What is expected.
Pull out every line of the records that contains the word "green" and copy each one.

Data provided.
.....

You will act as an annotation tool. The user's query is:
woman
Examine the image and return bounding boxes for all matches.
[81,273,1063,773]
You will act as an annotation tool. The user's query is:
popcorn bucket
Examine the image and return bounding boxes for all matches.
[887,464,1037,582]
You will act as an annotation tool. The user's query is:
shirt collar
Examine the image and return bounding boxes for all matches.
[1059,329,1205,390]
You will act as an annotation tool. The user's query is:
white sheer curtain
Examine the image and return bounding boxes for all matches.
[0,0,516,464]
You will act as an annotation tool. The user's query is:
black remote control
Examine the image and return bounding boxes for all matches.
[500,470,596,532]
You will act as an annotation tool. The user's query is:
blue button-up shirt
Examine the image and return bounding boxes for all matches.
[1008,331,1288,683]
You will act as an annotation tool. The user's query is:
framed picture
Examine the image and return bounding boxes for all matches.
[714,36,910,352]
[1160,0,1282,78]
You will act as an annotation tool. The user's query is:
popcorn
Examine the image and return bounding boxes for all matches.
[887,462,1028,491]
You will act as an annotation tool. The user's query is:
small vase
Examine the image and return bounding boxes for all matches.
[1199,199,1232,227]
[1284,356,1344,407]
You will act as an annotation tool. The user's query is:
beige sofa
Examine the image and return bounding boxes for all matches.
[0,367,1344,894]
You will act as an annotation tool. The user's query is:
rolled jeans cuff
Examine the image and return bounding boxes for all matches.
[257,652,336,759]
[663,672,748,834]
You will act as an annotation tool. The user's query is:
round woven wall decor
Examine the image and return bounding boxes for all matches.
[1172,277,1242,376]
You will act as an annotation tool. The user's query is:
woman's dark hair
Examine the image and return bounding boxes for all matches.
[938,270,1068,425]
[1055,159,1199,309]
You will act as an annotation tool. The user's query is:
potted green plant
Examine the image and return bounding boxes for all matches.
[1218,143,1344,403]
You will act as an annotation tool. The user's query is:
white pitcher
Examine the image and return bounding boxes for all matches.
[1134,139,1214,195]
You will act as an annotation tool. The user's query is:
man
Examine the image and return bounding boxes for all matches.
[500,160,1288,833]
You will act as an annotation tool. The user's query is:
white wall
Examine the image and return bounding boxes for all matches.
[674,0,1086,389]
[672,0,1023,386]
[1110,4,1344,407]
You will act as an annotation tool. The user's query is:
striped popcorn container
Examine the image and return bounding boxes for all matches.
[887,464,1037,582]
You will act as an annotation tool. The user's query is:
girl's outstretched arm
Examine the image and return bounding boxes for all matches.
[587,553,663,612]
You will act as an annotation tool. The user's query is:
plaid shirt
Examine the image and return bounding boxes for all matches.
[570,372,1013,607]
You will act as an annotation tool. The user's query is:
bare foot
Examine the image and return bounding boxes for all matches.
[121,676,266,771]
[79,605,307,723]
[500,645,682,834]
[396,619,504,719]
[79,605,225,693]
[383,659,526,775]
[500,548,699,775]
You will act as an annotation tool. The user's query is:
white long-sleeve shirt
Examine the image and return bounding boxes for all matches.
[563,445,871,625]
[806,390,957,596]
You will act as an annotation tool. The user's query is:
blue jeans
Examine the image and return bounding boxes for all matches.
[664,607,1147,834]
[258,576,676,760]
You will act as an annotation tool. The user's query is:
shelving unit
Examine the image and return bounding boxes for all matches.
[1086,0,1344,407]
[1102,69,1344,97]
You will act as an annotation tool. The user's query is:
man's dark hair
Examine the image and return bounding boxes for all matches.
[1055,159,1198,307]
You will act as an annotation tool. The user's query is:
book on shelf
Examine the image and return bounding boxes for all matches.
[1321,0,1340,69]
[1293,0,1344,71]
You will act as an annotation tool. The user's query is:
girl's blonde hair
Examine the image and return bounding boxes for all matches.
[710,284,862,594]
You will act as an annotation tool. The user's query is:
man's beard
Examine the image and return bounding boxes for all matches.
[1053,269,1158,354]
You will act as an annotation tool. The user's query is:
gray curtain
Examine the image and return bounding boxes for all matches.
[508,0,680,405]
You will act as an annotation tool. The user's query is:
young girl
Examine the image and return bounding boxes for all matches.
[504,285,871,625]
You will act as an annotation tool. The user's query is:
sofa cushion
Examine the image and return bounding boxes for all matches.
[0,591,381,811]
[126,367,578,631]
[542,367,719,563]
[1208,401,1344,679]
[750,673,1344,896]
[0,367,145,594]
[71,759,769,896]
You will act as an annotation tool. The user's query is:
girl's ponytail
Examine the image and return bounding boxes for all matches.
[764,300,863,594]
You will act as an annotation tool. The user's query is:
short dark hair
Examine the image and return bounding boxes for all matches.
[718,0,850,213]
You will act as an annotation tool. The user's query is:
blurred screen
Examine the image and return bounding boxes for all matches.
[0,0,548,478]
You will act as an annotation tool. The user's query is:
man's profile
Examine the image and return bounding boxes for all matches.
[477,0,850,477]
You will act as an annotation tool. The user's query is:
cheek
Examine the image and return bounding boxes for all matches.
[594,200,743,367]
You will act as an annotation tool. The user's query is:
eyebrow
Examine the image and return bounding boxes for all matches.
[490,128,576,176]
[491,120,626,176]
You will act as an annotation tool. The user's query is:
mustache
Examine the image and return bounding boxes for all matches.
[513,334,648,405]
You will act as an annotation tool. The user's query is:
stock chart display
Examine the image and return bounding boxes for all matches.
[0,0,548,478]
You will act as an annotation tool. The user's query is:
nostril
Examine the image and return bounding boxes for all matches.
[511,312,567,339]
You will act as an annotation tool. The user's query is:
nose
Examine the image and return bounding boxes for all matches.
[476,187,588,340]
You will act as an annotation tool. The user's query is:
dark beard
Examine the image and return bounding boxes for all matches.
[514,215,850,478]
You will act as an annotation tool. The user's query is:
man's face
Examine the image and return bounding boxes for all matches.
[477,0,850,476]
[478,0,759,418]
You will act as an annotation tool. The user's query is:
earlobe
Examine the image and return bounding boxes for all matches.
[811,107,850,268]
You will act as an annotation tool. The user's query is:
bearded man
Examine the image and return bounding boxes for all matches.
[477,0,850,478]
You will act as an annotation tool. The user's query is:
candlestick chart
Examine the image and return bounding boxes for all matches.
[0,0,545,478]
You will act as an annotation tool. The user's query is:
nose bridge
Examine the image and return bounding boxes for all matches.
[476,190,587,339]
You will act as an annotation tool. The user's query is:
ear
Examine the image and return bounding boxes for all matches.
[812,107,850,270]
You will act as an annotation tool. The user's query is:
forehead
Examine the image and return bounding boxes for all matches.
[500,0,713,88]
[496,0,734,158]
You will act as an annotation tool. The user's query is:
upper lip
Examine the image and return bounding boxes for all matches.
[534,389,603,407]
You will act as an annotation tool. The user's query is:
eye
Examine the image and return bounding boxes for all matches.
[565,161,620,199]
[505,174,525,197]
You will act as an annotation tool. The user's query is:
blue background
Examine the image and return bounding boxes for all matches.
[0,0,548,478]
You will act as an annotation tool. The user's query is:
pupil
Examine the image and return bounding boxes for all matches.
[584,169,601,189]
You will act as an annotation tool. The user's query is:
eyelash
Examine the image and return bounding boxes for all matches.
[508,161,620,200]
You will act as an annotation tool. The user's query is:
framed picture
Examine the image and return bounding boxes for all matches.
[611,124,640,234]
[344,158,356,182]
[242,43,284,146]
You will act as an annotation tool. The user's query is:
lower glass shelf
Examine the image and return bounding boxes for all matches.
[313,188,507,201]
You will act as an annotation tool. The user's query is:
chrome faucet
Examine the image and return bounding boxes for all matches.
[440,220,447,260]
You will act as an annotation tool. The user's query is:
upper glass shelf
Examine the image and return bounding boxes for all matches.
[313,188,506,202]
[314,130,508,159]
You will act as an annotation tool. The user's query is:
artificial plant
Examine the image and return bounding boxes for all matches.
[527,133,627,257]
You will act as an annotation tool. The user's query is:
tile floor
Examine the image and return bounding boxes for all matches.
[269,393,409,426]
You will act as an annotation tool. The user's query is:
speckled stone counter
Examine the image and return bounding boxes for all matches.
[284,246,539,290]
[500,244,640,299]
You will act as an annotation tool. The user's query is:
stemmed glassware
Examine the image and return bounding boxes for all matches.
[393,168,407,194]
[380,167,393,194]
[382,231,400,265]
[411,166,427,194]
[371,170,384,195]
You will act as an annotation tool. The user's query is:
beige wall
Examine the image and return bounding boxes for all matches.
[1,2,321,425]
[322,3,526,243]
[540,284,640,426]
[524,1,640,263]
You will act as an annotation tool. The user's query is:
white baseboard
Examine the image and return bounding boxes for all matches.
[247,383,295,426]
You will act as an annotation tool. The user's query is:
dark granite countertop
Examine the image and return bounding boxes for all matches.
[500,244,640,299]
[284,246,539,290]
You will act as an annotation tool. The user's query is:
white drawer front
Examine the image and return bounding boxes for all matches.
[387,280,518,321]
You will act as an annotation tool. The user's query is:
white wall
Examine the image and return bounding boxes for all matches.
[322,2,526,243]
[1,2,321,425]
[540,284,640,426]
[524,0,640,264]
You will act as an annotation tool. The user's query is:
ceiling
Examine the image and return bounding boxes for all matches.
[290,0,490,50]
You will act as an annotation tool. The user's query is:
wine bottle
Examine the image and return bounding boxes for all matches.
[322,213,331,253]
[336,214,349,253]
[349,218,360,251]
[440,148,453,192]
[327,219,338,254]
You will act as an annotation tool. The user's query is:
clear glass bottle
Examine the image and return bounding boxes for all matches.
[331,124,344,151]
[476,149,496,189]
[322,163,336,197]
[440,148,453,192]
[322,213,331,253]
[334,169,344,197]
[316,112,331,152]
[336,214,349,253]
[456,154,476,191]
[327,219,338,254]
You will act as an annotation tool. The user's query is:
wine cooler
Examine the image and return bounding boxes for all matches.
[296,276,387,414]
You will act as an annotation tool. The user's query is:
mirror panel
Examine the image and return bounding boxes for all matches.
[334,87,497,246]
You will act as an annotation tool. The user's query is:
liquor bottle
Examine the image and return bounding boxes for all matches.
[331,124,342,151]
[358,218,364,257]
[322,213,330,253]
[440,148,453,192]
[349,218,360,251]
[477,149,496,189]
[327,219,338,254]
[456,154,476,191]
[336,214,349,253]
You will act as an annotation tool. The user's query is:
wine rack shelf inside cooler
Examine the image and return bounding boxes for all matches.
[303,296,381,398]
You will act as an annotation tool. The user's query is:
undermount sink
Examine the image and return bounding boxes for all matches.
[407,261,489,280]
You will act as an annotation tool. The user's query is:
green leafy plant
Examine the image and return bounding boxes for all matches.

.....

Exercise response.
potted green plant
green leafy plant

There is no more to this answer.